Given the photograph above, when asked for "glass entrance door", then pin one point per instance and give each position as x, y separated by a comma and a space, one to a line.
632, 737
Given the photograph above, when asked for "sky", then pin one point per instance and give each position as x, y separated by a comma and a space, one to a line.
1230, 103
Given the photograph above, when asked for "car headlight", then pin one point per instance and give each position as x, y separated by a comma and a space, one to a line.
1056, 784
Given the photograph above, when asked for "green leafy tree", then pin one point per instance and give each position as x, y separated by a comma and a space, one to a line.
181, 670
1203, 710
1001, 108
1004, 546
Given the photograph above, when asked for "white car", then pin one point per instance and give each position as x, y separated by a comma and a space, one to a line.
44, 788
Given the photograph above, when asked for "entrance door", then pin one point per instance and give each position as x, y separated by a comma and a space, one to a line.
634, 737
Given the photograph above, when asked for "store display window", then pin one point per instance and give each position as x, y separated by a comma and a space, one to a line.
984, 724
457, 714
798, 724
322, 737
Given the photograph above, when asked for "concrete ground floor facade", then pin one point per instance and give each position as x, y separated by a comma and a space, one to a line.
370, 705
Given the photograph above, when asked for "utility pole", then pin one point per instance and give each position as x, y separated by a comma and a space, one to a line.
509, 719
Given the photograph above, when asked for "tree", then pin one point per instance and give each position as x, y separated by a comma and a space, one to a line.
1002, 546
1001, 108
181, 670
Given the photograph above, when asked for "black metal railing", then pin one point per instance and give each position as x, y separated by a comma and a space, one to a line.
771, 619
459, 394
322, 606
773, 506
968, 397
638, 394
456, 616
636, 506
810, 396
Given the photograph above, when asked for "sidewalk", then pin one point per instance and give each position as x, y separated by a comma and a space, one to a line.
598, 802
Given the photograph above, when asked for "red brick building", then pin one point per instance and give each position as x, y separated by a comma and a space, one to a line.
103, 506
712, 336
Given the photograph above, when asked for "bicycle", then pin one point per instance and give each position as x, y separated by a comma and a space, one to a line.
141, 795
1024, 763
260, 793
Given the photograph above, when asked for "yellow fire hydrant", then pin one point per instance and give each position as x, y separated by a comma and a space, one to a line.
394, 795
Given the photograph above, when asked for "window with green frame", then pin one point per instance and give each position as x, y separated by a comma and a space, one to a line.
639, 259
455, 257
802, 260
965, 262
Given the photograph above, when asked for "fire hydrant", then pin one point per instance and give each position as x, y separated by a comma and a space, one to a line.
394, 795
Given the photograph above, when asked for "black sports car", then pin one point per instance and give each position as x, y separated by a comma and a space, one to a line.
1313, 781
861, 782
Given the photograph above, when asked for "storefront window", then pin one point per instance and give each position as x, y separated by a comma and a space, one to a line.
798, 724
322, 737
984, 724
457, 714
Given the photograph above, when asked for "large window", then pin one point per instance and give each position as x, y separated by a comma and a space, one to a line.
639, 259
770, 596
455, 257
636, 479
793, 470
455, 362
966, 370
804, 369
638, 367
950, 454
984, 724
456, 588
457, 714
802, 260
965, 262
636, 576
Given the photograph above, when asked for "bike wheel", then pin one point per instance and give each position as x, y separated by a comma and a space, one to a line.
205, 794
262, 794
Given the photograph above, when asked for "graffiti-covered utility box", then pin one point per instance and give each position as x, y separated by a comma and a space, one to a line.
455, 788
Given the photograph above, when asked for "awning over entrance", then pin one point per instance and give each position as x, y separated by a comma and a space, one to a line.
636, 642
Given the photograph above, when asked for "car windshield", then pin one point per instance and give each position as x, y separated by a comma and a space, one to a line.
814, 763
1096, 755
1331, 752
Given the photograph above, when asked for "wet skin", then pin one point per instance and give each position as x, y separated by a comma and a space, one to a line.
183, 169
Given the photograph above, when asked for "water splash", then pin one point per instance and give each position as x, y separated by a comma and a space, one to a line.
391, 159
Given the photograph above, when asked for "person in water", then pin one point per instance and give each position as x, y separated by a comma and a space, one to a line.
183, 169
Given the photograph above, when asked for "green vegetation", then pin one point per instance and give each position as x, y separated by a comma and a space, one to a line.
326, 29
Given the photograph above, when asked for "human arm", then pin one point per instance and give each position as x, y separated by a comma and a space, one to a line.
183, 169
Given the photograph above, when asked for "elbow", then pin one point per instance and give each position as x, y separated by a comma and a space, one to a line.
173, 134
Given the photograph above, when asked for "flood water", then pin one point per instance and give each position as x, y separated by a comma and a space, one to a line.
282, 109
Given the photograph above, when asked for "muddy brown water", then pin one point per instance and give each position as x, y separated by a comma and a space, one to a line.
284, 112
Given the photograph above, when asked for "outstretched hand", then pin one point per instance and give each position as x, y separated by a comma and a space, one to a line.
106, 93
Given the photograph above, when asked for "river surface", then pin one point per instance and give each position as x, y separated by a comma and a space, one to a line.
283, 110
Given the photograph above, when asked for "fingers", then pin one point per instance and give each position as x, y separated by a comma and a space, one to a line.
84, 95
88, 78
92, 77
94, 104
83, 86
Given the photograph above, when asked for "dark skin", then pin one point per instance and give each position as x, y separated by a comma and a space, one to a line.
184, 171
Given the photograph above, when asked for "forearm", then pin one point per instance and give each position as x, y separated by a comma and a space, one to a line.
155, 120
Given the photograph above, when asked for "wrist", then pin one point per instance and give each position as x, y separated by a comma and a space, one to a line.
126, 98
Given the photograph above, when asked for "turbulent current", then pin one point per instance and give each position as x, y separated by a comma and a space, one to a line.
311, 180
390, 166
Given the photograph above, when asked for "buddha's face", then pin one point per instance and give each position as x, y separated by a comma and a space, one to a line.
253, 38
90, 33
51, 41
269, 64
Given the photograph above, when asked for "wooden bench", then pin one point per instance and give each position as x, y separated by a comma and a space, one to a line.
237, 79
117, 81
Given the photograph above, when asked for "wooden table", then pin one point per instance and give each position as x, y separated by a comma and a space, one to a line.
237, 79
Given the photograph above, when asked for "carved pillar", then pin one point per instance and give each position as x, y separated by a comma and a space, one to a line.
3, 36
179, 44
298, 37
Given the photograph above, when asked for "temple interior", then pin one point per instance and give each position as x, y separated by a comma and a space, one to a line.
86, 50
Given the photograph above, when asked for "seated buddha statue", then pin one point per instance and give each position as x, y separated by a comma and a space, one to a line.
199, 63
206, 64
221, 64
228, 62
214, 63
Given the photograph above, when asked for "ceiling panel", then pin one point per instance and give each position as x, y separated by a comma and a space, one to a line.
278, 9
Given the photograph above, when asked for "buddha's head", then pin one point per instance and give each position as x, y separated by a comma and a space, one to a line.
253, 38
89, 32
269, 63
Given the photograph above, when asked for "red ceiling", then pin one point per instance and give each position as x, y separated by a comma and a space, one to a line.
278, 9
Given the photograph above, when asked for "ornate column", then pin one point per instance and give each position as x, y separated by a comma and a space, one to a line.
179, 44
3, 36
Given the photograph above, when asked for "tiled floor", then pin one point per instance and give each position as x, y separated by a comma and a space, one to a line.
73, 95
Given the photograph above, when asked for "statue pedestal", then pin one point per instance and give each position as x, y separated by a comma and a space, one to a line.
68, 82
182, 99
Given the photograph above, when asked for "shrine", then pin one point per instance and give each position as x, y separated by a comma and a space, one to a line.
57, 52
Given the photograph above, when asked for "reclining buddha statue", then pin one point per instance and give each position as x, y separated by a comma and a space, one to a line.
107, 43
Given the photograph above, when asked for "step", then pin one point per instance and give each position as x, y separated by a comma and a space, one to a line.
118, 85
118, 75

● ● ● ●

- _TASK BRIEF_
All of the material should be duplicated exactly.

- _EXPECTED ANSWER_
Given the photograph above, when asked for "glass entrance door", then pin one point per instance and give each position as x, y separated by a comma and a space, one to a line.
632, 737
Given the photograph above, when asked for "sky", then pin one point per instance and give each position as x, y separated by a comma and a space, one to a line.
1230, 103
Given the photograph above, when asked for "car headlight", then pin one point per instance and give each position as x, y separated by a comma and a space, one to a line.
1056, 784
Given the photograph above, when asked for "green leafy tree", then pin one point per instance and give each position as x, y separated by a comma and a space, one to a line.
181, 670
1203, 710
1001, 108
1004, 546
Given the photograph above, when asked for "white car", then pin one point per instance and give each position as x, y separated by a comma and a space, one to a line.
44, 788
Given the photograph above, when asked for "entrance door", then pin one point per instance and give each position as x, y separated by a comma and a space, one to a line.
634, 737
Given the photograph above, when asked for "store display window", then pin one point per instance and give each position as x, y separated by a comma and a space, one to a line.
984, 724
457, 714
798, 724
322, 737
Given the photograph above, when asked for "concrete ground floor facade", then pin one point per instance and give each position as x, y separated by a comma and a space, one to a line.
370, 705
Given the photograph above, when asked for "utility pole", then pin one point per instance and give each position as x, y separated by a comma and a space, one to a line.
509, 719
Given the photograph above, when asked for "tree", then pin one point per instance and give each position as x, y separated by a comma and a space, one to a line.
1002, 546
1001, 108
181, 670
Given the photograph above, when asked for "black metal railing", then pin one point per instance and give each position as x, y separated by a comma and a space, one to a line.
771, 619
459, 394
322, 606
773, 506
968, 397
638, 394
456, 616
636, 506
810, 396
Given the photograph above, when asked for "sidewalk", then pin one point per instance and give each position as x, y separated by a comma and a space, one to a line.
598, 802
Given the photograph above, when asked for "red brick building", then pin one point per instance and give each position as x, y separated by a comma and a space, one to a line.
103, 506
712, 336
Given the photograph above, when asked for "bicycle", then pin one point per instance and give each position as x, y separated by a comma and a space, one to a line.
141, 795
1024, 763
260, 793
Given the photograph above, when asked for "yellow fire hydrant", then pin one point per instance and give each position as x, y separated by a comma and a space, one to a line.
394, 795
Given the photograph above, when asked for "window with green frame", then pin one point per instance and give each position as x, y separated by a comma and a space, one to a line.
639, 259
455, 257
802, 260
965, 262
Given the photograph above, when asked for "fire hydrant", then pin one point per instance and give each position as x, y separated by a comma and a space, one to a line.
394, 795
Given the photograph above, when asked for "black sports car", then pin one point per instance and give each position as x, y separated by a comma and a space, one to a line.
1313, 781
861, 782
Given the photograph above, when asked for "storefront window", then pin one point per instance and give each position as x, y separated by a comma and a space, one to a line.
798, 724
322, 737
984, 724
457, 714
Given the photograph above, when asked for "large window", then pin one point per instance and give each position as x, y separated by a comma and a space, one to a line.
639, 259
770, 596
455, 257
636, 479
793, 470
455, 362
966, 370
804, 369
638, 367
950, 454
984, 724
456, 588
457, 714
802, 260
965, 262
636, 576
Given the photograph above, when asked for "bike wheel", then pin one point per instance and give each position as x, y separated by a comma and a space, one to a line.
205, 794
262, 794
Given the photograph above, when asked for "graffiti-covered utility box", then pin one point per instance and give each position as x, y separated by a comma and a space, one to a line.
455, 788
Given the photograph above, when asked for "awning over entrance", then pin one point per instance and give each position as x, y separated by a comma and a space, one to a line.
636, 642
Given the photograph above, when asked for "car windshield", then pin one point per instance and give each position as x, y separated by a comma and a space, one to a line.
814, 763
1096, 755
1331, 752
Given the photograph above, when asked for "wet skin", then pin one point per instance and give each position as x, y separated by a comma and a space, one to a line.
183, 169
Given the photograph above, when asked for "water splash", then pin one point per instance and give each position as x, y separated by a comma and a space, one to a line.
391, 159
Given the photograph above, when asked for "person in water", then pin one point per instance and give each position as x, y separated by a comma and a space, one to a line.
183, 169
Given the photograph above, when asked for "green vegetation", then pin one point per instance and give each position as x, y separated by a comma and a space, one to a line.
326, 29
Given the photograph above, when asked for "human arm", then pin one point per instance and give each position as x, y separated by a comma and a space, one to a line.
183, 169
Given the photograph above, when asked for "elbow", then pin one point per instance and give each position as x, y separated by a comma and a space, one to a line.
173, 134
Given the photograph above, when asked for "flood water", then pin one point per instance and give each position as x, y separated by a comma and a space, one to a line.
282, 109
Given the photograph above, when asked for "muddy brown water", then pin one point per instance and give each position as x, y separated by a comma and a space, one to a line.
284, 112
Given the photograph above, when asked for "outstretched hand", then pin one point per instance and give each position as x, y separated by a comma and a space, one to a line.
106, 93
Given the photograph above, when asked for "river surface", then pin one point per instance and give each position as x, y separated by a comma and a space, one to a line.
283, 110
Given the photograph above, when asked for "fingers", then pin one point per instance and give each position as x, y separated by a comma and a space, one to a line.
84, 95
88, 78
92, 77
94, 104
83, 86
Given the photograph above, when asked for "dark skin", then pin one point per instance and give each position as x, y separated by a comma and a space, one to a line.
184, 171
Given the photograph above, when asked for "forearm", then pin one point per instance and give each position as x, y separated by a comma and a space, one to a line.
155, 120
Given the photograph above, when asked for "wrist", then pin one point per instance and give each position as x, y separated by a comma and a space, one to a line.
126, 98
Given the photograph above, when asked for "turbulent current", then pin one point per instance and give each position as x, y separated by a comma and a space, one to a line.
311, 180
390, 166
Given the photograph above, when asked for "buddha's face", then pin one point per instance and give each position as x, y separated by a comma and a space, one to a line.
253, 38
90, 33
51, 41
269, 64
Given the photograph above, when asked for "wooden bench", then pin one point per instance and give each position as x, y separated by a comma and a space, one to a line.
237, 79
117, 81
Given the photograph above, when asked for "wooden table", then pin one point per instance and give each position as x, y separated by a comma and a space, one to a line.
237, 79
Given the photograph above, when asked for "carved pillar", then pin one point per instance and give each position as x, y separated by a comma and a space, one to a line.
3, 36
179, 44
298, 37
Given the photograph above, when asked for "temple interior", then pin one point per instance and give each position as x, y separated by a comma and a space, one to a line.
86, 50
Given the photograph above, when asked for "seated buddha statue", then pin one point per instance and give each position as x, y separated by a comma and a space, one to a line.
199, 63
206, 64
221, 64
228, 62
214, 63
Given the photograph above, when asked for "ceiling panel", then pin one point per instance and give each position as x, y separated by a comma and a space, one to a line.
278, 9
Given the photograph above, when asked for "buddha's head", then pin one point per instance and give each position as x, y separated by a comma and a space, one to a line.
253, 38
89, 32
269, 63
Given the photograph above, when asked for "red ceiling", then pin one point per instance and give each position as x, y separated by a comma and a space, one to a line.
278, 9
Given the photograph above, when asked for "ornate column", then pin one point per instance and give each position as x, y separated by a comma and a space, one to a line.
179, 44
3, 36
Given the photograph above, when asked for "tiled floor", then pin one point per instance and give each position as x, y separated by a comma and a space, one to a line.
73, 95
Given the photograph above, when asked for "statue pedestal", then pin one point per instance and give each position as x, y separated by a comma and a space, one to a line.
68, 82
182, 99
Given the photograph above, when asked for "shrine", then pin one point per instance and give each position as x, y separated by a comma and a space, one to a line.
57, 52
Given the photograph above, when asked for "reclining buddha statue", then pin one point per instance and give each position as x, y separated by a comma and a space, one to a line.
107, 43
Given the photograph above, when asked for "step", then pin one point per instance and give each position as x, y separated by a comma and a space, one to a line.
118, 85
118, 75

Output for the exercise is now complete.